Activity = Your answer should be every line below that includes the word "floral".

*** Entries shown Section Begins ***

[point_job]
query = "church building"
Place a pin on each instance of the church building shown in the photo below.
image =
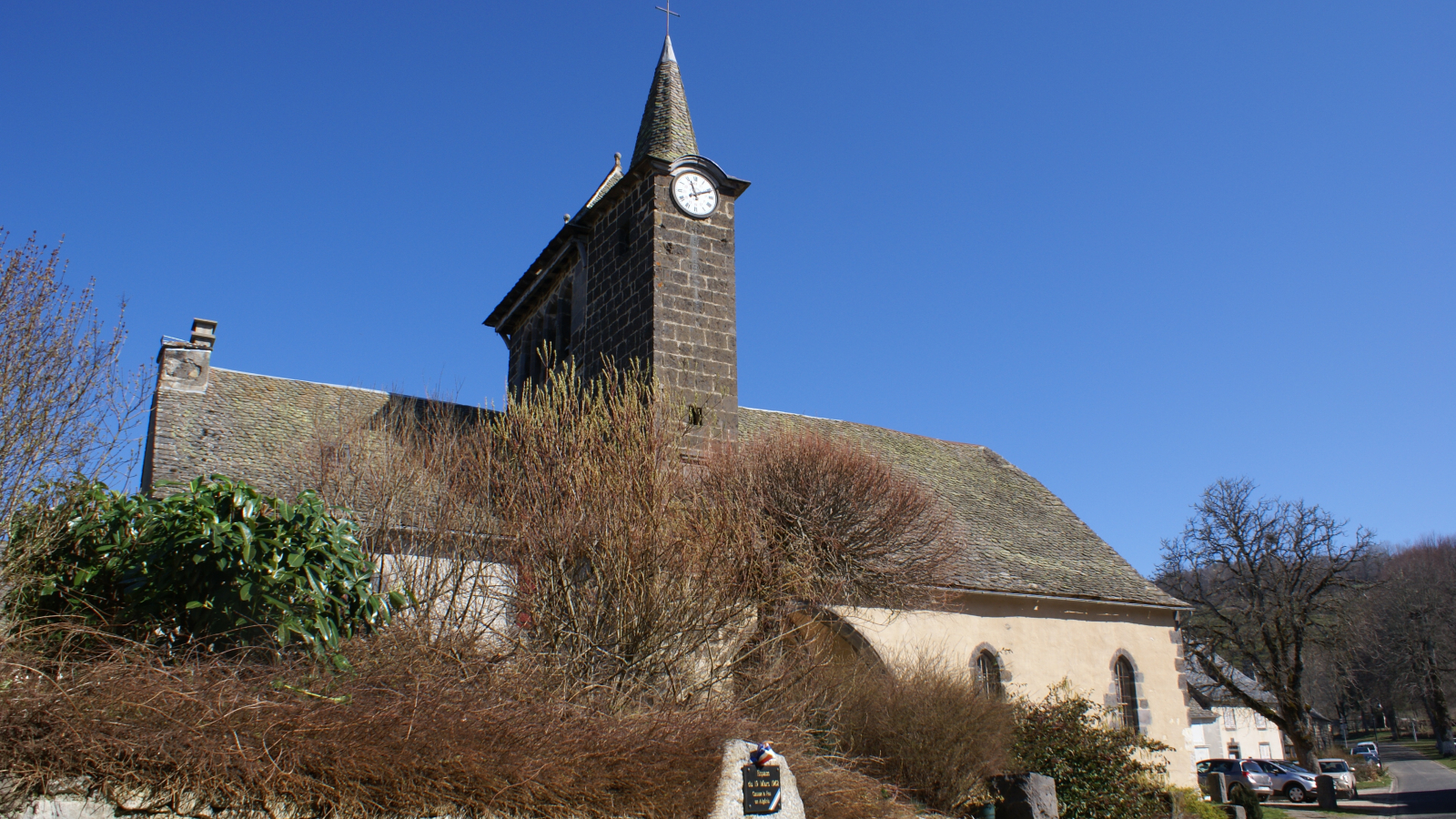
(645, 271)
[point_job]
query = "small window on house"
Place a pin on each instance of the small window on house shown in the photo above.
(987, 673)
(1127, 694)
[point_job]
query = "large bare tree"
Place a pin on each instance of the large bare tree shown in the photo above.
(1267, 579)
(66, 404)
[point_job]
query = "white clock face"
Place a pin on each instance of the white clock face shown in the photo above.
(695, 194)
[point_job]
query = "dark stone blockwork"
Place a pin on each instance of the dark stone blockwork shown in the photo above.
(632, 278)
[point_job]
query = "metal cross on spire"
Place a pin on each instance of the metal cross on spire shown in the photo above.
(669, 14)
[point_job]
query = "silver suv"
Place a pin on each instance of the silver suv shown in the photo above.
(1241, 773)
(1288, 778)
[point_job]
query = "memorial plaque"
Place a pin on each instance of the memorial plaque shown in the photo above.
(762, 789)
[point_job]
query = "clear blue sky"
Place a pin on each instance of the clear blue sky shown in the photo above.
(1130, 247)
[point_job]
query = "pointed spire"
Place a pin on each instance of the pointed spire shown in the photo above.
(667, 127)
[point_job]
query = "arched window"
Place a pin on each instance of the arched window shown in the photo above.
(987, 672)
(1126, 694)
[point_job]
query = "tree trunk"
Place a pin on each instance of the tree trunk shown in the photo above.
(1298, 732)
(1436, 707)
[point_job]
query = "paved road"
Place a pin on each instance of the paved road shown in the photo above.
(1420, 789)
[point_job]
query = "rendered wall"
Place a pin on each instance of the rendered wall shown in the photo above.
(1242, 726)
(1040, 642)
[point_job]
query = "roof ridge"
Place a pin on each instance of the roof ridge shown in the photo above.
(875, 428)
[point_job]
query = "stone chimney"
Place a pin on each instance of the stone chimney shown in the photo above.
(184, 366)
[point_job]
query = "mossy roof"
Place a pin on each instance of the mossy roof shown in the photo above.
(1016, 535)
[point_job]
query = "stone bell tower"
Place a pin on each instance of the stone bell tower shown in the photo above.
(642, 271)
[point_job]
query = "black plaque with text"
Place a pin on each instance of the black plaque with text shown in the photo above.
(761, 789)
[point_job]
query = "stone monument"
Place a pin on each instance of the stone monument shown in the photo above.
(754, 782)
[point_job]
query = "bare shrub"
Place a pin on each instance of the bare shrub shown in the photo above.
(66, 405)
(414, 729)
(925, 729)
(834, 522)
(412, 732)
(630, 571)
(574, 530)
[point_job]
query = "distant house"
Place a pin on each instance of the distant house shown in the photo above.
(1223, 726)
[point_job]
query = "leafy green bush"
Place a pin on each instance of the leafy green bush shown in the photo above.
(216, 562)
(1101, 771)
(1251, 804)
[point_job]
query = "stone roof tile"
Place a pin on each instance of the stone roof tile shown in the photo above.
(1016, 535)
(667, 127)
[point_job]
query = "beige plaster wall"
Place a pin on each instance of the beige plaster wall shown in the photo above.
(1241, 724)
(1041, 642)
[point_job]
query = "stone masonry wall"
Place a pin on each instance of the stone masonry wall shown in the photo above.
(695, 350)
(619, 278)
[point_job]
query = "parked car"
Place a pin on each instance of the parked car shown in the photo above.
(1344, 775)
(1368, 749)
(1241, 773)
(1288, 778)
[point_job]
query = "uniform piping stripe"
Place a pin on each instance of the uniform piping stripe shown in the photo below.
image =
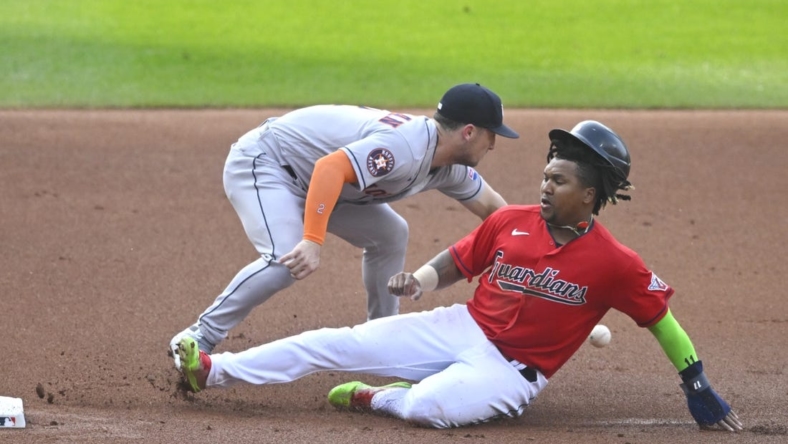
(273, 249)
(268, 264)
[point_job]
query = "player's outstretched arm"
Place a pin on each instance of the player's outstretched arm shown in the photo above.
(439, 272)
(706, 406)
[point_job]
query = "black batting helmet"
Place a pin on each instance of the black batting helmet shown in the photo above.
(599, 138)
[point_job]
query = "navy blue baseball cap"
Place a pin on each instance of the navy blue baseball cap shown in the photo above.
(477, 105)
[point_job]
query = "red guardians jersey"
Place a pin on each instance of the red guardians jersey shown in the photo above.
(538, 301)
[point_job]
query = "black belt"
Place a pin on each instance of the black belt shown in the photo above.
(528, 373)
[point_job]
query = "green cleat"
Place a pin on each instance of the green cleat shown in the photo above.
(358, 396)
(195, 363)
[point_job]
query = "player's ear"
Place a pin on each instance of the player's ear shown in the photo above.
(589, 195)
(468, 131)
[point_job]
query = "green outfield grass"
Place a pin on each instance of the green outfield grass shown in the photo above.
(535, 53)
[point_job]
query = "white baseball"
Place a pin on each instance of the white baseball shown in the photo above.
(600, 336)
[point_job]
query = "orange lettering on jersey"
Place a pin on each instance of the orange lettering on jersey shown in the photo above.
(395, 119)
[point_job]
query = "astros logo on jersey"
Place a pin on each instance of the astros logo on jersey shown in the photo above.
(657, 284)
(380, 162)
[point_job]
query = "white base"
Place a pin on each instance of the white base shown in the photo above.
(12, 415)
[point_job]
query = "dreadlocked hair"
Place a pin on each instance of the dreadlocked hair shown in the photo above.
(594, 171)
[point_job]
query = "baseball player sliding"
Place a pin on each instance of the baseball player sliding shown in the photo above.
(549, 273)
(286, 177)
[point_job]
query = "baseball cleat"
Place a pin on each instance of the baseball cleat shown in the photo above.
(194, 332)
(195, 363)
(358, 396)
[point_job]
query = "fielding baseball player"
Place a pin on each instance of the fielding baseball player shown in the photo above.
(548, 274)
(286, 177)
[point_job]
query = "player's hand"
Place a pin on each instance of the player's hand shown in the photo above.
(405, 285)
(303, 260)
(706, 406)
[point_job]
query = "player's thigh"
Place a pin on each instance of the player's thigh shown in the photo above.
(412, 346)
(369, 226)
(269, 204)
(479, 387)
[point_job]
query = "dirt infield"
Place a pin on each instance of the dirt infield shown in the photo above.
(116, 233)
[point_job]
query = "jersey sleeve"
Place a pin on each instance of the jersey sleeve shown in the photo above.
(641, 294)
(474, 253)
(382, 155)
(459, 182)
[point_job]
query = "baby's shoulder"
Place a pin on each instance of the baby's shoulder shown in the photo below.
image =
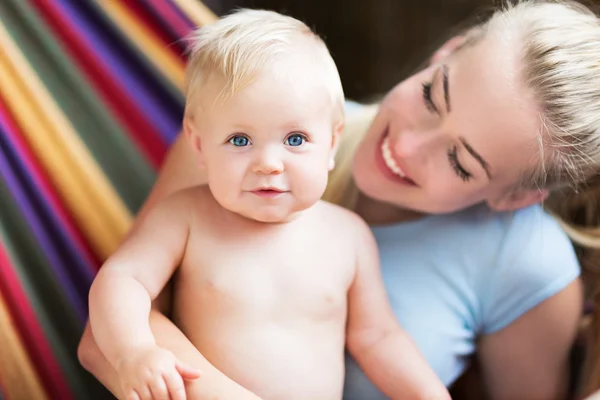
(339, 220)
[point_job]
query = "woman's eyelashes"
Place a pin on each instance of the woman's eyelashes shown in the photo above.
(458, 168)
(427, 97)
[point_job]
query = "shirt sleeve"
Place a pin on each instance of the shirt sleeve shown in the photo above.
(535, 261)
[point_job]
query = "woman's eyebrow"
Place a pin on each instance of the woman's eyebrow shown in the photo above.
(477, 157)
(446, 87)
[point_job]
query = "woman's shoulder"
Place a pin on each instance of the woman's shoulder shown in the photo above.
(527, 226)
(534, 260)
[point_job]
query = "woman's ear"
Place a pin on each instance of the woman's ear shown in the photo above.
(338, 129)
(518, 199)
(447, 48)
(190, 131)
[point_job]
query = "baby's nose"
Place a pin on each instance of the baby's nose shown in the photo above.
(268, 162)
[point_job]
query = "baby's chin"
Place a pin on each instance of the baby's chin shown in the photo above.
(270, 216)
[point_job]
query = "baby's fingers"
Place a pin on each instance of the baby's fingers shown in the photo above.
(175, 385)
(133, 396)
(159, 389)
(144, 393)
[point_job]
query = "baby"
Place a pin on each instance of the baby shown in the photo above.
(272, 283)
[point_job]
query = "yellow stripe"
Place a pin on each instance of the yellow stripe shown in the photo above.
(83, 186)
(167, 63)
(19, 379)
(196, 11)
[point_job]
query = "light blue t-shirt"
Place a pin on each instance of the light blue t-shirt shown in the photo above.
(453, 277)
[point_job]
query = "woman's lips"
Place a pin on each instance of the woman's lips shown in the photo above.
(387, 162)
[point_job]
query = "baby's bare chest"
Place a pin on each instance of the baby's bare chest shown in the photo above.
(293, 275)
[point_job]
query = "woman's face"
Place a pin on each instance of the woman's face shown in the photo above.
(454, 135)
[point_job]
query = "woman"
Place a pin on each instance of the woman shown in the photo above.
(449, 170)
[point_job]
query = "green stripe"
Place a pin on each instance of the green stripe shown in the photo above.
(118, 157)
(60, 325)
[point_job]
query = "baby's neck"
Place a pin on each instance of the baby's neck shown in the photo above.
(375, 212)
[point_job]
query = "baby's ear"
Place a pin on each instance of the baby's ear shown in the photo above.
(338, 129)
(192, 134)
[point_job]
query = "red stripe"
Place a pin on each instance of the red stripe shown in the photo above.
(31, 331)
(149, 20)
(44, 186)
(176, 21)
(125, 109)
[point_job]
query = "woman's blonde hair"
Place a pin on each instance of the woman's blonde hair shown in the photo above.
(560, 56)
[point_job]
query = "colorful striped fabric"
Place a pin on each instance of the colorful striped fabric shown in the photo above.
(90, 100)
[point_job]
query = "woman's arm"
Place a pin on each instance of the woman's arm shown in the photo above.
(529, 358)
(179, 171)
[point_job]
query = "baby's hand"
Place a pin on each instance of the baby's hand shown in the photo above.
(153, 373)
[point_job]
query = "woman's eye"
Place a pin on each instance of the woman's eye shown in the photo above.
(427, 98)
(456, 166)
(295, 140)
(239, 141)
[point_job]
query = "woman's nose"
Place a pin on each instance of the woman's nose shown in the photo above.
(412, 143)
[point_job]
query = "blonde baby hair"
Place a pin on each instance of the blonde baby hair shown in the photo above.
(237, 48)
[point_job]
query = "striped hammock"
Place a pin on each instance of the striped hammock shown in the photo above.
(90, 99)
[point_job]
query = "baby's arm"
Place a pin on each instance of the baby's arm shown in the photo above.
(375, 339)
(121, 295)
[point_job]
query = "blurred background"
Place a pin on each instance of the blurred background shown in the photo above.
(90, 100)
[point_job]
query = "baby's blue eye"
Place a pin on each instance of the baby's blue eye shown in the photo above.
(295, 140)
(239, 141)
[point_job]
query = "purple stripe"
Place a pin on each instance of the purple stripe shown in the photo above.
(39, 231)
(160, 106)
(81, 269)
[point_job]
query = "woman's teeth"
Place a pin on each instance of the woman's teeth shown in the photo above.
(389, 160)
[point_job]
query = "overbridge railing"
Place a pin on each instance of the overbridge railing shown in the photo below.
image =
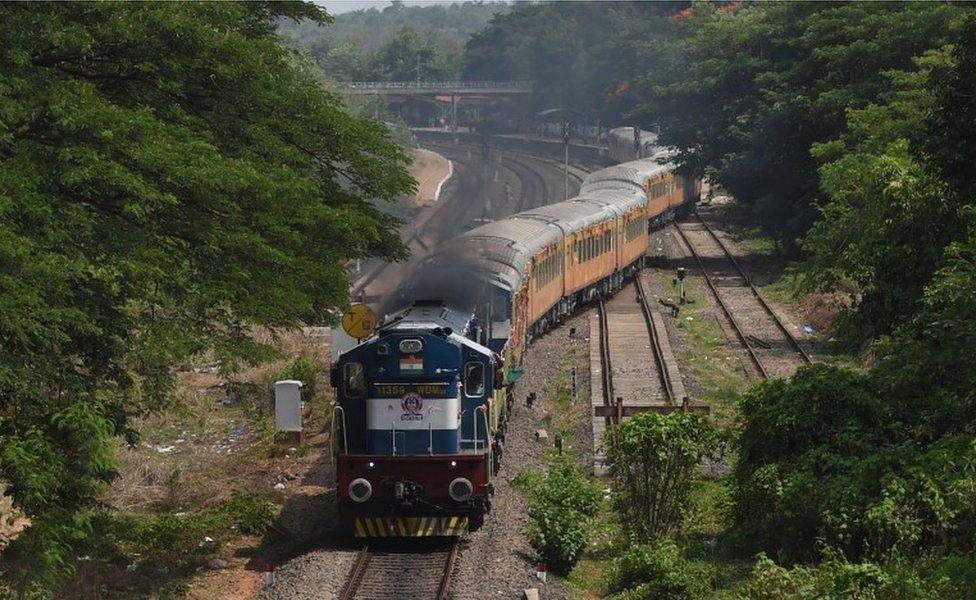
(445, 86)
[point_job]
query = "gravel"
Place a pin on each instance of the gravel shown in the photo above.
(317, 574)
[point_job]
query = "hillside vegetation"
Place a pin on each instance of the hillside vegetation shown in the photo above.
(391, 44)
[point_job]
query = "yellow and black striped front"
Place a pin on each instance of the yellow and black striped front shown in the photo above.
(410, 526)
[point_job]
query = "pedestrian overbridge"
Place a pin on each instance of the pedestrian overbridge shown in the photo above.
(437, 88)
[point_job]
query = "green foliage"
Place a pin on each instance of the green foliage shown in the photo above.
(887, 217)
(170, 176)
(304, 369)
(351, 48)
(657, 572)
(580, 55)
(652, 460)
(837, 579)
(561, 504)
(753, 88)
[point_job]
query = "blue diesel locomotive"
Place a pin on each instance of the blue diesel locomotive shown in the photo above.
(416, 438)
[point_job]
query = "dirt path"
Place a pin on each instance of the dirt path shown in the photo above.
(430, 170)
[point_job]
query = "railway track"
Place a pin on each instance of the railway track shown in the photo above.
(772, 349)
(382, 575)
(633, 362)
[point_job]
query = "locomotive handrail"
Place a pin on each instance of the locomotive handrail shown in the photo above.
(345, 440)
(484, 415)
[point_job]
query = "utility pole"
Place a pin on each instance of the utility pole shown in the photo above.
(566, 158)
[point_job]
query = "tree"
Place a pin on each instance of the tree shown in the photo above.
(409, 57)
(759, 85)
(652, 459)
(170, 176)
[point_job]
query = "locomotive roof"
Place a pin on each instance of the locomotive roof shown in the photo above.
(424, 315)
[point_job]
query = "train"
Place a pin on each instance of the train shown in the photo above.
(422, 404)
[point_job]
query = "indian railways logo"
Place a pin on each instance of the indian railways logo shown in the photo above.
(412, 405)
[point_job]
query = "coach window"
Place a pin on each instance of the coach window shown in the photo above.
(354, 380)
(474, 380)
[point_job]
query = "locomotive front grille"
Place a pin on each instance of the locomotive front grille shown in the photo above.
(367, 527)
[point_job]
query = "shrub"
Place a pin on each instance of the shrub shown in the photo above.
(652, 460)
(561, 504)
(838, 579)
(250, 515)
(559, 534)
(657, 572)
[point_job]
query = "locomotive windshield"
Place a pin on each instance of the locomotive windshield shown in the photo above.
(474, 379)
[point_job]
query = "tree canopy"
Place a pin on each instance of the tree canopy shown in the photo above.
(170, 176)
(370, 44)
(752, 88)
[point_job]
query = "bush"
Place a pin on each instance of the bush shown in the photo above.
(652, 460)
(559, 534)
(837, 579)
(658, 572)
(561, 504)
(249, 515)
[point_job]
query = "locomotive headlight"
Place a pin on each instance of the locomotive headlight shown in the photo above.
(411, 346)
(360, 490)
(460, 489)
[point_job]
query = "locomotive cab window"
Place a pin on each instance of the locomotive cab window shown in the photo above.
(474, 379)
(353, 380)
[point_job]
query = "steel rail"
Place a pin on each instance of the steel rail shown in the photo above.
(725, 309)
(361, 566)
(531, 180)
(444, 587)
(605, 364)
(656, 349)
(356, 575)
(762, 301)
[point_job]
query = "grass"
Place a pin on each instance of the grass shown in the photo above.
(704, 351)
(206, 466)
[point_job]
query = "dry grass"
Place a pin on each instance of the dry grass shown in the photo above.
(217, 437)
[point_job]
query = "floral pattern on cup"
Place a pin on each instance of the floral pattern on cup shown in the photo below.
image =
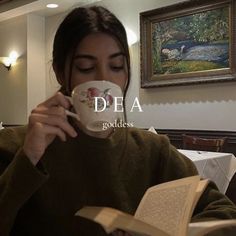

*** Entries shown Section Ends ***

Exercise solution =
query = "floral pattern on cup"
Place a pin on each instance of the floral pattern on cup shown in the photo below.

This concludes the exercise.